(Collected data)
----------

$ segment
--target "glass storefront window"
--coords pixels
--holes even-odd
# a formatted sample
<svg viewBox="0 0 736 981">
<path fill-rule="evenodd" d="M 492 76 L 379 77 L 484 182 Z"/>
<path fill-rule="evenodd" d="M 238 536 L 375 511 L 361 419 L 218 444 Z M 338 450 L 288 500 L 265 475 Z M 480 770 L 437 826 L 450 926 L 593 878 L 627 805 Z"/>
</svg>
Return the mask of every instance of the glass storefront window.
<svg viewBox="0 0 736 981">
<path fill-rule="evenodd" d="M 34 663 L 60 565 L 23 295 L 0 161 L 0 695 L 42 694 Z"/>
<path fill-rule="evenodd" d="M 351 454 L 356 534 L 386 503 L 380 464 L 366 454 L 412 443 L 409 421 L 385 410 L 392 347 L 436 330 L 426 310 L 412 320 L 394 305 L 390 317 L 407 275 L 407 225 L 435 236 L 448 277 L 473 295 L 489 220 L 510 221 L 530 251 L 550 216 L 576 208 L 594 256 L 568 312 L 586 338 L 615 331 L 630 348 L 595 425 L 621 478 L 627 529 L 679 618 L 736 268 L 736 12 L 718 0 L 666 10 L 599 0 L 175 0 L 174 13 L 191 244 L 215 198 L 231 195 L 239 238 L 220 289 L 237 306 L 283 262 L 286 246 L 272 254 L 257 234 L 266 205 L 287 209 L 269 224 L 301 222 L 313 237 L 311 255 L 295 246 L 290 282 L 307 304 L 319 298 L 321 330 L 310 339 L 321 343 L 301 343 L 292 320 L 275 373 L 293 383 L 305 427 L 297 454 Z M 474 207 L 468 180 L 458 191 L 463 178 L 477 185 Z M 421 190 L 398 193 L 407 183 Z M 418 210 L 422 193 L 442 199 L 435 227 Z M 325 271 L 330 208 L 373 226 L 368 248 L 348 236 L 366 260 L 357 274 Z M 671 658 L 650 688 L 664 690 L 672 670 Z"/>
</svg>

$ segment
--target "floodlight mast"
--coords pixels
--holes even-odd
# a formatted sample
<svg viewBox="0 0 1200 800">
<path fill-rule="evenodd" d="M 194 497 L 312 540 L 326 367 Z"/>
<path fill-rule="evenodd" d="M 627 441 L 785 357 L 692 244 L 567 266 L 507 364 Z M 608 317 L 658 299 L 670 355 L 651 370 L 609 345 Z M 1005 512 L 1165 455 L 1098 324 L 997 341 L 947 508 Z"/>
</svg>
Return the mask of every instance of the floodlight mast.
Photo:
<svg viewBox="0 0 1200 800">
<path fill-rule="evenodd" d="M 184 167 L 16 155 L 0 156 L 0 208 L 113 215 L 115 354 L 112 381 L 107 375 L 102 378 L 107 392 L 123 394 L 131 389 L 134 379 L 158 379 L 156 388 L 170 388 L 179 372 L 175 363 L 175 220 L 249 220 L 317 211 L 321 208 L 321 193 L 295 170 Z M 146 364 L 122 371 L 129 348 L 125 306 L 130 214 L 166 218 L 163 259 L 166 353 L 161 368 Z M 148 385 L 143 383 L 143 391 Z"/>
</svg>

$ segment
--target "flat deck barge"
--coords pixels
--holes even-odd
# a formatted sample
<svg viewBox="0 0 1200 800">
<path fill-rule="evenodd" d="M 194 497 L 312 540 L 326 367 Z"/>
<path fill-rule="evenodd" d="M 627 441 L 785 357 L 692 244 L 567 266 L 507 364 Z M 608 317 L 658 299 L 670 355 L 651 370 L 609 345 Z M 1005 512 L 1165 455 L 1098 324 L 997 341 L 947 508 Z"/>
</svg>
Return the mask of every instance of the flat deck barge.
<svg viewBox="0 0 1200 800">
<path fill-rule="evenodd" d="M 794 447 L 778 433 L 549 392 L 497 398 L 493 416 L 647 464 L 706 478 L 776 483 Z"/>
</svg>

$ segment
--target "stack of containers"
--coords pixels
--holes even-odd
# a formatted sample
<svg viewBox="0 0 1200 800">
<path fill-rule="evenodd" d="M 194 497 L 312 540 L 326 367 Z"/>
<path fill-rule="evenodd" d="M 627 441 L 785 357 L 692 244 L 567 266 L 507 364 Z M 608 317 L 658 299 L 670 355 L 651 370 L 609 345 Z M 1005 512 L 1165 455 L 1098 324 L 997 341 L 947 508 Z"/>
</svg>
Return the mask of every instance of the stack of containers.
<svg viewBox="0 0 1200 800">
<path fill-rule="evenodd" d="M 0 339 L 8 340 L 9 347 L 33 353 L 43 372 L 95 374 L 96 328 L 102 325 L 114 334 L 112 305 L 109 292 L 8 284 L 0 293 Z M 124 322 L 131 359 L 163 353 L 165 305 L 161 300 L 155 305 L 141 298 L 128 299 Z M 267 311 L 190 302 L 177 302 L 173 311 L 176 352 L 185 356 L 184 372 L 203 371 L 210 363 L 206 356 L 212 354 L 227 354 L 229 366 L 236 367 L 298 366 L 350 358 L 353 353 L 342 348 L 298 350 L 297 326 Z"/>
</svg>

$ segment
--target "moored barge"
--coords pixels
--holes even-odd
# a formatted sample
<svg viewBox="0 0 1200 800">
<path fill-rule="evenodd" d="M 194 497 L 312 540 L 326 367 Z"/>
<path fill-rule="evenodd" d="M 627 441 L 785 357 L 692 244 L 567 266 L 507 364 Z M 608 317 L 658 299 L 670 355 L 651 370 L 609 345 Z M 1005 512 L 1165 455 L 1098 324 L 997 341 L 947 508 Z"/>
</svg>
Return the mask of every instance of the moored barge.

----------

What is needed here is an exact copy of all the entries.

$ segment
--target "glass storefront window"
--coords pixels
--holes even-odd
# a formatted sample
<svg viewBox="0 0 736 981">
<path fill-rule="evenodd" d="M 492 76 L 379 77 L 484 182 Z"/>
<path fill-rule="evenodd" d="M 238 536 L 375 511 L 361 419 L 218 444 Z M 338 450 L 288 500 L 265 475 Z M 480 770 L 437 826 L 450 926 L 593 878 L 627 805 Z"/>
</svg>
Return the mask of every instance of the glass storefront window.
<svg viewBox="0 0 736 981">
<path fill-rule="evenodd" d="M 34 663 L 60 565 L 23 295 L 0 161 L 0 695 L 42 694 Z"/>
<path fill-rule="evenodd" d="M 351 454 L 356 534 L 386 503 L 380 464 L 366 454 L 412 443 L 409 421 L 385 410 L 392 347 L 436 330 L 426 310 L 412 320 L 394 305 L 390 317 L 407 275 L 407 225 L 435 236 L 448 277 L 473 295 L 489 220 L 510 221 L 530 251 L 550 216 L 576 208 L 594 256 L 568 312 L 586 338 L 615 331 L 630 348 L 595 425 L 621 478 L 627 529 L 679 618 L 736 268 L 736 12 L 718 0 L 666 10 L 599 0 L 175 0 L 174 13 L 191 244 L 215 198 L 231 195 L 239 238 L 220 289 L 237 306 L 283 262 L 286 246 L 272 254 L 257 234 L 266 205 L 287 209 L 269 224 L 301 222 L 313 237 L 311 255 L 295 246 L 290 282 L 307 304 L 319 298 L 321 330 L 310 339 L 321 343 L 301 343 L 292 320 L 275 373 L 293 383 L 305 427 L 297 454 Z M 474 207 L 468 180 L 458 191 L 463 178 L 477 185 Z M 421 190 L 398 193 L 407 183 Z M 418 210 L 422 193 L 442 199 L 435 227 Z M 325 271 L 330 208 L 373 226 L 368 248 L 348 236 L 366 260 L 357 274 Z M 671 658 L 650 688 L 664 690 L 672 670 Z"/>
</svg>

$ segment
--target "floodlight mast"
--coords pixels
--holes even-odd
# a formatted sample
<svg viewBox="0 0 1200 800">
<path fill-rule="evenodd" d="M 194 497 L 312 540 L 326 367 Z"/>
<path fill-rule="evenodd" d="M 627 441 L 785 357 L 692 244 L 567 266 L 507 364 Z M 608 317 L 658 299 L 670 355 L 651 370 L 609 345 Z M 1005 512 L 1165 455 L 1098 324 L 997 341 L 947 508 Z"/>
</svg>
Return the mask of every instance of the floodlight mast.
Photo:
<svg viewBox="0 0 1200 800">
<path fill-rule="evenodd" d="M 184 167 L 16 155 L 0 156 L 0 208 L 113 215 L 115 354 L 112 381 L 107 375 L 102 378 L 107 392 L 123 394 L 131 389 L 134 379 L 158 379 L 156 388 L 170 388 L 179 372 L 175 363 L 175 220 L 249 220 L 317 211 L 321 208 L 321 193 L 295 170 Z M 146 364 L 122 371 L 129 348 L 125 306 L 130 214 L 166 218 L 163 259 L 166 353 L 161 368 Z M 148 385 L 143 383 L 143 391 Z"/>
</svg>

$ segment
--target "flat deck barge"
--coords pixels
--holes even-odd
# a formatted sample
<svg viewBox="0 0 1200 800">
<path fill-rule="evenodd" d="M 194 497 L 312 540 L 326 367 Z"/>
<path fill-rule="evenodd" d="M 627 441 L 785 357 L 692 244 L 567 266 L 507 364 Z M 608 317 L 658 299 L 670 355 L 651 370 L 609 345 Z M 1005 512 L 1165 455 L 1098 324 L 997 341 L 947 508 Z"/>
</svg>
Return the mask of every instance of the flat deck barge.
<svg viewBox="0 0 1200 800">
<path fill-rule="evenodd" d="M 794 447 L 778 433 L 549 392 L 497 398 L 493 416 L 647 464 L 706 478 L 776 483 Z"/>
</svg>

$ segment
--target "stack of containers"
--coords pixels
--holes even-odd
# a formatted sample
<svg viewBox="0 0 1200 800">
<path fill-rule="evenodd" d="M 194 497 L 312 540 L 326 367 Z"/>
<path fill-rule="evenodd" d="M 627 441 L 785 357 L 692 244 L 567 266 L 507 364 Z M 608 317 L 658 299 L 670 355 L 651 370 L 609 345 Z M 1005 512 L 1165 455 L 1098 324 L 997 341 L 947 508 Z"/>
</svg>
Return the mask of every instance of the stack of containers.
<svg viewBox="0 0 1200 800">
<path fill-rule="evenodd" d="M 0 339 L 8 340 L 9 347 L 33 353 L 43 372 L 95 374 L 96 328 L 102 325 L 114 334 L 112 305 L 109 292 L 8 284 L 0 293 Z M 124 322 L 131 359 L 163 353 L 165 305 L 161 300 L 155 305 L 141 298 L 128 299 Z M 267 311 L 190 302 L 177 302 L 173 311 L 176 352 L 185 356 L 184 372 L 203 371 L 210 363 L 206 356 L 212 354 L 227 354 L 229 366 L 236 367 L 298 366 L 350 358 L 353 353 L 342 348 L 298 350 L 297 326 Z"/>
</svg>

$ segment
--target "moored barge"
--coords pixels
--holes even-odd
# a formatted sample
<svg viewBox="0 0 1200 800">
<path fill-rule="evenodd" d="M 194 497 L 312 540 L 326 367 Z"/>
<path fill-rule="evenodd" d="M 627 441 L 785 357 L 692 244 L 567 266 L 507 364 Z M 608 317 L 658 299 L 670 355 L 651 370 L 609 345 Z M 1005 512 L 1165 455 L 1098 324 L 997 341 L 947 508 Z"/>
</svg>
Return the mask of every instance of the moored barge.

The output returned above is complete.